Exercise prompt:
Can you format the records below as a JSON list of strings, with one string per line, skipping blank lines and leaving the pictures out?

Stored data entries:
* * *

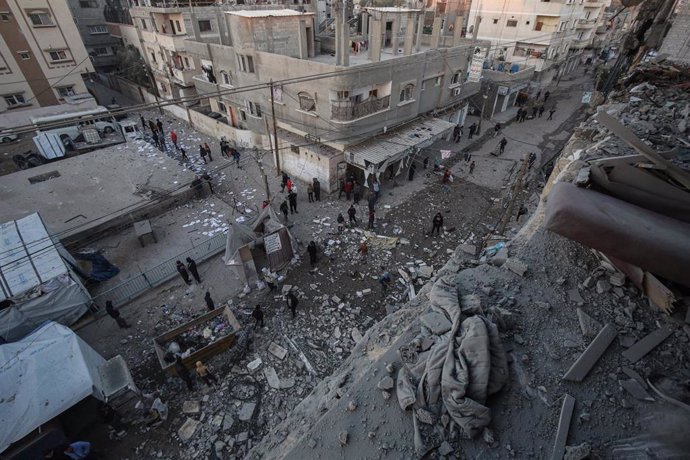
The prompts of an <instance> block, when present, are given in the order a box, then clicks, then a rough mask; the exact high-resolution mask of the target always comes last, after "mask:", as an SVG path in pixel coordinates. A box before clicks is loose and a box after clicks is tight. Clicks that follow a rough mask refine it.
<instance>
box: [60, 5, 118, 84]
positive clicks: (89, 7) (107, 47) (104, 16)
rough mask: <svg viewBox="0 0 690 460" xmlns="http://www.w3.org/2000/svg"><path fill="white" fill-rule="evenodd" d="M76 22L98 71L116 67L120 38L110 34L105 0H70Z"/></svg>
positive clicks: (109, 70)
mask: <svg viewBox="0 0 690 460" xmlns="http://www.w3.org/2000/svg"><path fill="white" fill-rule="evenodd" d="M68 3H69V7H70V10H71V11H72V16H74V22H75V23H76V24H77V28H78V29H79V34H80V35H81V39H82V41H83V42H84V46H85V47H86V51H87V52H88V53H89V56H91V60H92V62H93V66H94V68H95V69H96V71H98V72H110V71H112V70H114V69H115V53H116V52H117V47H118V46H119V45H120V40H119V39H117V38H116V37H113V36H112V35H110V32H109V31H108V27H107V26H106V23H105V16H104V15H103V11H104V8H105V6H106V1H105V0H68Z"/></svg>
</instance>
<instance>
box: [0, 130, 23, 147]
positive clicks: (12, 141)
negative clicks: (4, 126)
mask: <svg viewBox="0 0 690 460" xmlns="http://www.w3.org/2000/svg"><path fill="white" fill-rule="evenodd" d="M2 130H3V128H0V142H2V143H3V144H9V143H10V142H14V141H16V140H17V139H19V136H17V135H16V134H10V133H7V134H6V133H4V132H2Z"/></svg>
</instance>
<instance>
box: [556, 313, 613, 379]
mask: <svg viewBox="0 0 690 460" xmlns="http://www.w3.org/2000/svg"><path fill="white" fill-rule="evenodd" d="M617 334H618V331H616V328H615V327H614V326H613V325H611V324H607V325H606V326H604V328H603V329H602V330H601V331H599V334H597V336H596V337H595V338H594V340H592V342H591V343H590V344H589V346H588V347H587V348H586V349H585V351H584V352H583V353H582V354H581V355H580V357H579V358H578V359H577V360H576V361H575V362H574V363H573V365H572V366H570V369H568V372H566V373H565V375H564V376H563V380H570V381H572V382H581V381H582V380H583V379H584V378H585V377H586V376H587V374H589V371H590V370H591V369H592V367H594V365H595V364H596V363H597V361H599V358H601V356H602V355H603V354H604V352H605V351H606V349H607V348H608V347H609V345H611V342H613V339H615V338H616V335H617Z"/></svg>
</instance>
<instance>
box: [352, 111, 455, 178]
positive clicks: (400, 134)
mask: <svg viewBox="0 0 690 460" xmlns="http://www.w3.org/2000/svg"><path fill="white" fill-rule="evenodd" d="M453 127H455V125H454V124H453V123H450V122H448V121H446V120H441V119H440V118H430V119H427V120H421V121H417V122H414V123H410V124H408V125H406V126H404V127H402V128H400V129H397V130H394V131H391V132H389V133H387V134H384V135H383V136H380V137H378V136H377V137H376V139H373V140H369V141H365V142H362V143H361V144H358V145H355V146H352V147H350V148H349V149H348V150H347V152H346V154H345V159H346V161H347V162H348V163H349V164H351V165H354V166H358V167H360V168H364V169H369V168H370V167H373V168H375V169H383V168H385V167H386V166H388V165H389V164H391V163H393V162H395V161H398V160H400V159H401V158H404V157H405V156H407V155H409V154H411V153H413V152H414V151H415V150H418V149H422V148H424V147H428V146H430V145H431V144H433V143H434V142H435V141H436V140H438V139H440V138H441V137H443V136H444V135H446V134H447V133H449V132H450V131H452V129H453Z"/></svg>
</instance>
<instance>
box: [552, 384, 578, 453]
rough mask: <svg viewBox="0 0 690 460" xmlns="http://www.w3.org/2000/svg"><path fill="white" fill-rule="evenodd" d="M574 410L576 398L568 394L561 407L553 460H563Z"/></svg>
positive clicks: (567, 441)
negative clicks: (563, 456) (566, 443)
mask: <svg viewBox="0 0 690 460" xmlns="http://www.w3.org/2000/svg"><path fill="white" fill-rule="evenodd" d="M574 410H575V398H573V397H572V396H570V395H569V394H566V395H565V398H563V405H562V406H561V416H560V417H559V419H558V430H557V431H556V440H555V441H554V443H553V452H552V453H551V460H563V456H564V455H565V445H566V443H567V442H568V431H570V421H571V420H572V418H573V411H574Z"/></svg>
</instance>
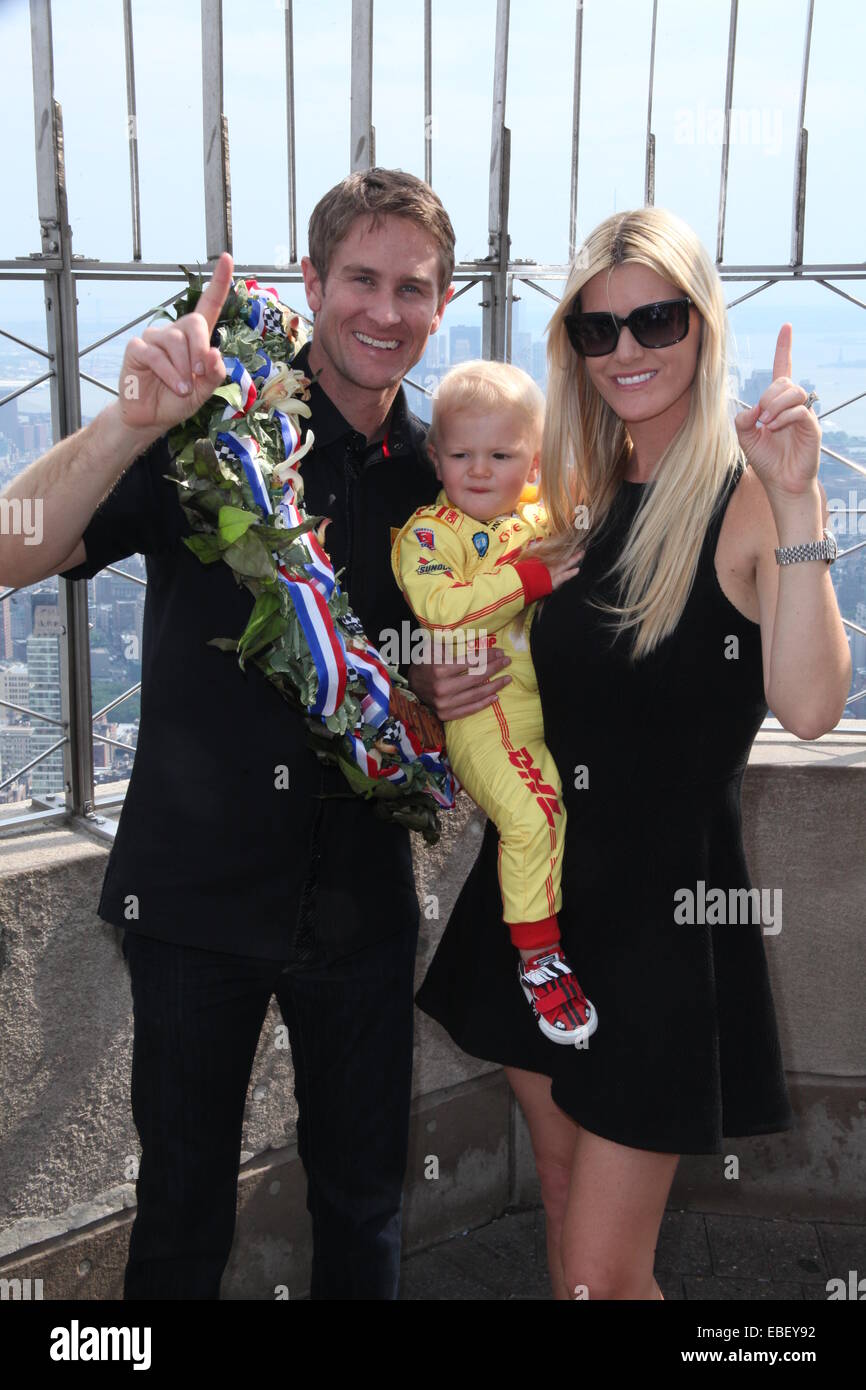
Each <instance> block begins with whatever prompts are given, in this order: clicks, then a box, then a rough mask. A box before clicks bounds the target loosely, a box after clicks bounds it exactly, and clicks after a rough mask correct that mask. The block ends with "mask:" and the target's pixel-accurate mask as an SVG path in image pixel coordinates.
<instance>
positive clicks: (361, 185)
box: [309, 168, 455, 299]
mask: <svg viewBox="0 0 866 1390" xmlns="http://www.w3.org/2000/svg"><path fill="white" fill-rule="evenodd" d="M363 215H370V217H373V225H374V227H377V225H378V224H379V221H381V218H382V217H388V215H392V217H406V218H409V220H410V221H413V222H416V225H417V227H421V228H423V231H425V232H427V234H428V235H430V236H432V239H434V242H435V243H436V249H438V252H439V297H441V299H442V297H445V291H446V289H448V286H449V285H450V278H452V275H453V272H455V229H453V227H452V224H450V217H449V215H448V213H446V211H445V208H443V206H442V202H441V200H439V197H438V196H436V195H435V193H434V190H432V188H431V186H430V183H425V182H424V179H420V178H416V175H414V174H405V172H403V170H381V168H374V170H360V171H359V172H356V174H349V177H348V178H345V179H342V182H339V183H338V185H336V186H335V188H332V189H331V190H329V192H328V193H325V195H324V197H320V200H318V203H317V204H316V207H314V208H313V215H311V217H310V229H309V246H310V260H311V261H313V264H314V267H316V270H317V272H318V275H320V277H321V281H322V284H324V282H325V281H327V278H328V270H329V268H331V257H332V254H334V249H335V246H338V245H339V242H342V239H343V236H346V235H348V232H349V228H350V227H352V224H353V222H354V220H356V218H357V217H363Z"/></svg>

* * *

Answer for this exercise:
[
  "The prompts of an <instance> block, when present, are given in the order a box, then clicks, then a rough mask; the exact high-resolution mask of the target always comes last, after \"mask:\", as an SVG path in pixel coordinates. A box before clicks is loose and a box after clicks is tight. Clicks that follow a rough mask refine it.",
  "<instance>",
  "box: [60, 5, 118, 84]",
  "positive clicks: (89, 7) (107, 47) (104, 16)",
  "rough mask: <svg viewBox=\"0 0 690 460\" xmlns=\"http://www.w3.org/2000/svg\"><path fill=\"white\" fill-rule=\"evenodd\" d=\"M76 22L98 71L116 67L120 38L110 34L105 0H70Z\"/></svg>",
  "positive clicks: (109, 70)",
  "mask: <svg viewBox=\"0 0 690 460\" xmlns=\"http://www.w3.org/2000/svg\"><path fill=\"white\" fill-rule=\"evenodd\" d=\"M68 3H69V7H70V10H71V11H72V16H74V22H75V23H76V24H77V28H78V29H79V34H80V35H81V39H82V41H83V42H84V46H85V47H86V51H87V52H88V53H89V56H91V60H92V62H93V66H94V68H95V69H96V71H98V72H110V71H112V70H114V69H115V53H116V52H117V47H118V46H119V45H120V40H119V39H117V38H116V37H113V36H112V35H110V32H109V31H108V27H107V26H106V23H105V16H104V15H103V11H104V8H105V6H106V1H105V0H68Z\"/></svg>",
  "</instance>",
  "<instance>",
  "box: [0, 130, 23, 147]",
  "positive clicks: (12, 141)",
  "negative clicks: (4, 126)",
  "mask: <svg viewBox=\"0 0 690 460\" xmlns=\"http://www.w3.org/2000/svg\"><path fill=\"white\" fill-rule=\"evenodd\" d=\"M2 130H3V128H0V142H2V143H3V144H9V143H10V142H14V141H16V140H17V139H19V136H17V135H16V134H10V133H7V134H6V133H4V132H2Z\"/></svg>",
  "</instance>",
  "<instance>",
  "box: [556, 313, 613, 379]",
  "mask: <svg viewBox=\"0 0 690 460\" xmlns=\"http://www.w3.org/2000/svg\"><path fill=\"white\" fill-rule=\"evenodd\" d=\"M617 334H618V331H616V328H615V327H614V326H613V325H611V324H607V325H606V326H604V328H603V329H602V330H601V331H599V334H597V336H596V337H595V338H594V340H592V342H591V343H590V344H589V346H588V347H587V348H586V349H585V351H584V352H583V353H582V354H581V355H580V357H579V358H578V359H577V360H576V361H575V362H574V363H573V365H572V366H570V369H568V372H566V373H565V375H564V376H563V380H570V381H572V382H581V381H582V380H583V379H584V378H585V377H586V376H587V374H589V371H590V370H591V369H592V367H594V365H595V364H596V363H597V361H599V358H601V356H602V355H603V354H604V352H605V351H606V349H607V348H608V347H609V345H611V342H613V339H615V338H616V335H617Z\"/></svg>",
  "</instance>",
  "<instance>",
  "box: [352, 111, 455, 178]",
  "positive clicks: (400, 134)",
  "mask: <svg viewBox=\"0 0 690 460\" xmlns=\"http://www.w3.org/2000/svg\"><path fill=\"white\" fill-rule=\"evenodd\" d=\"M453 127H455V125H454V124H453V123H450V122H448V121H446V120H441V119H440V118H430V119H427V120H421V121H417V122H414V123H410V124H408V125H406V126H404V127H402V128H400V129H397V130H394V131H391V132H389V133H387V134H384V135H383V136H380V137H378V136H377V137H376V139H373V140H369V141H365V142H362V143H361V144H358V145H355V146H352V147H350V148H349V149H348V150H347V152H346V154H345V159H346V161H347V162H348V163H349V164H351V165H354V166H358V167H360V168H364V169H369V168H370V167H373V168H375V169H383V168H385V167H386V166H388V165H389V164H391V163H393V162H395V161H398V160H400V159H401V158H404V157H405V156H407V155H409V154H411V153H413V152H414V151H415V150H418V149H422V148H424V147H428V146H430V145H431V144H433V143H434V142H435V141H436V140H438V139H440V138H441V137H443V136H444V135H446V134H447V133H449V132H450V131H452V129H453Z\"/></svg>",
  "</instance>",
  "<instance>",
  "box: [552, 384, 578, 453]",
  "rough mask: <svg viewBox=\"0 0 690 460\" xmlns=\"http://www.w3.org/2000/svg\"><path fill=\"white\" fill-rule=\"evenodd\" d=\"M574 410L576 398L568 394L561 407L553 460H563Z\"/></svg>",
  "positive clicks: (567, 441)",
  "negative clicks: (563, 456) (566, 443)",
  "mask: <svg viewBox=\"0 0 690 460\" xmlns=\"http://www.w3.org/2000/svg\"><path fill=\"white\" fill-rule=\"evenodd\" d=\"M574 410H575V398H573V397H572V396H570V395H569V394H566V395H565V398H563V405H562V406H561V416H560V417H559V419H558V430H557V431H556V440H555V441H554V443H553V452H552V453H551V460H563V456H564V455H565V445H566V443H567V442H568V431H570V421H571V420H572V418H573V411H574Z\"/></svg>",
  "</instance>",
  "Each <instance> block begins with whatever prompts are given, in this order: clicks, then a box, then a rough mask. A box before clicks bounds the target loosely, a box after clicks bounds it exactly, and clicks after a rough mask correct that mask. The block ends with \"mask:\" and the target's pixel-accurate mask as an SVG path in image pixel coordinates.",
  "<instance>",
  "positive clicks: (361, 185)",
  "box: [309, 168, 455, 299]",
  "mask: <svg viewBox=\"0 0 866 1390\" xmlns=\"http://www.w3.org/2000/svg\"><path fill=\"white\" fill-rule=\"evenodd\" d=\"M363 215H370V217H373V225H374V227H377V225H378V224H379V221H381V218H382V217H388V215H392V217H406V218H409V220H410V221H413V222H416V225H417V227H421V228H423V231H425V232H427V234H428V235H430V236H432V239H434V242H435V243H436V249H438V252H439V297H441V299H442V297H445V291H446V289H448V286H449V285H450V278H452V275H453V272H455V229H453V227H452V224H450V217H449V215H448V213H446V211H445V208H443V206H442V202H441V200H439V197H438V196H436V195H435V193H434V190H432V188H431V186H430V183H425V182H424V179H420V178H416V175H414V174H405V172H403V170H381V168H374V170H360V171H359V172H356V174H349V177H348V178H345V179H342V182H339V183H338V185H336V186H335V188H332V189H331V190H329V192H328V193H325V195H324V197H320V200H318V203H317V204H316V207H314V208H313V215H311V217H310V229H309V246H310V260H311V261H313V264H314V267H316V270H317V272H318V275H320V277H321V281H322V284H324V282H325V281H327V278H328V270H329V268H331V257H332V254H334V249H335V246H338V245H339V242H342V239H343V236H346V235H348V232H349V228H350V227H352V224H353V222H354V220H356V218H357V217H363Z\"/></svg>"
]